**Given entries:**
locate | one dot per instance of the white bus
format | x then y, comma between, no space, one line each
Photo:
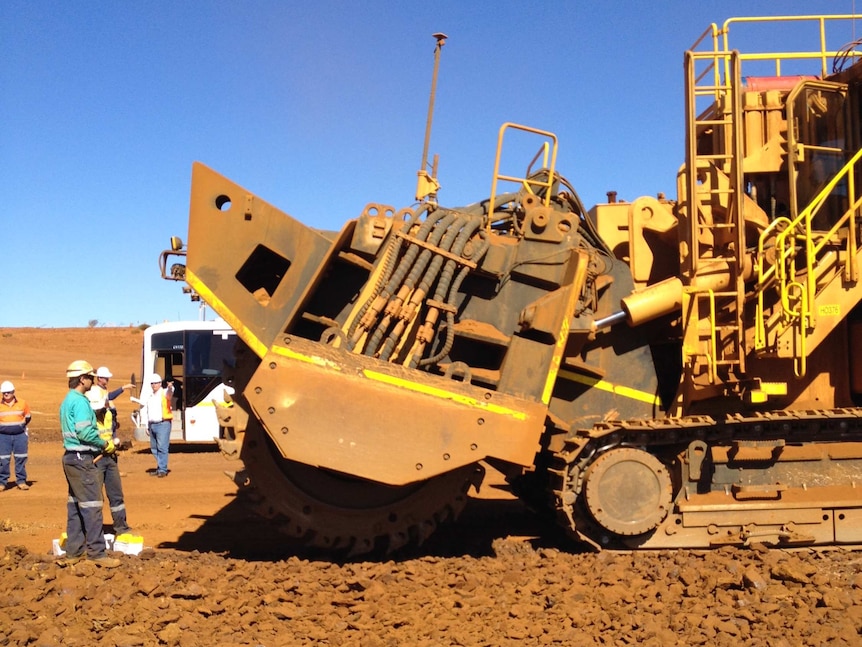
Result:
192,355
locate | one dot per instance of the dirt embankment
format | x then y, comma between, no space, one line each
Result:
214,574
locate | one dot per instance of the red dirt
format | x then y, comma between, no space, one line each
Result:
216,575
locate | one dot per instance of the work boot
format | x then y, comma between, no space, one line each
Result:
107,562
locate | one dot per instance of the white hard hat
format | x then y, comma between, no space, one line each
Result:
79,367
97,400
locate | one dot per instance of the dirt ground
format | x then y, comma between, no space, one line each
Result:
214,574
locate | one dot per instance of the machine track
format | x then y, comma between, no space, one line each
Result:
782,478
342,514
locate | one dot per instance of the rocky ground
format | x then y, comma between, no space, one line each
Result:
520,595
215,575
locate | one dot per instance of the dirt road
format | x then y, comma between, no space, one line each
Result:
217,575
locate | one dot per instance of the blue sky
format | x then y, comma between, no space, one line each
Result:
318,108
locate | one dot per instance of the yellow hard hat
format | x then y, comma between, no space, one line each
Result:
79,367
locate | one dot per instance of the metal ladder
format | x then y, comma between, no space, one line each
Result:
714,190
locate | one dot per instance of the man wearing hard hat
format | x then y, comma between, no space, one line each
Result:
83,445
14,416
99,391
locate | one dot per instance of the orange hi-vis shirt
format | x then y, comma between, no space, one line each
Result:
14,417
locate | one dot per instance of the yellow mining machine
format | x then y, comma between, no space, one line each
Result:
656,373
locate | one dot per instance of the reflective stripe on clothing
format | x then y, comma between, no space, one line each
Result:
84,506
14,416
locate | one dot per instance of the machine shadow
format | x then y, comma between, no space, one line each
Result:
237,532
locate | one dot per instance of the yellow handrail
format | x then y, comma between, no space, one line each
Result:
795,236
525,182
721,45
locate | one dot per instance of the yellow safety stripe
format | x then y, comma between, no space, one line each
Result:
616,389
225,313
442,393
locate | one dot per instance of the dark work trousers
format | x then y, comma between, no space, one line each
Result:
13,445
109,468
84,508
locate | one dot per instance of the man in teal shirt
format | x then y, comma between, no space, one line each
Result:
83,446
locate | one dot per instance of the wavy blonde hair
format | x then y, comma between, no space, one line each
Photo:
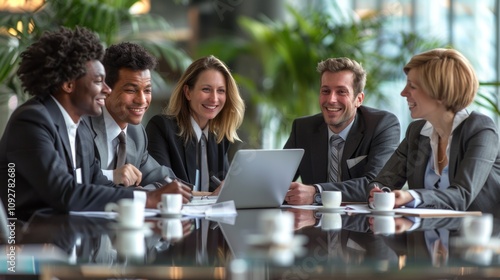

**Try it:** What lines in the data above carry "hard"? Return them all.

**Result for this exercise:**
locate | one dot per instance of the white hard hat
locate | one dot per instance of the yellow hard hat
locate | one dot per instance of the man wearing hard hat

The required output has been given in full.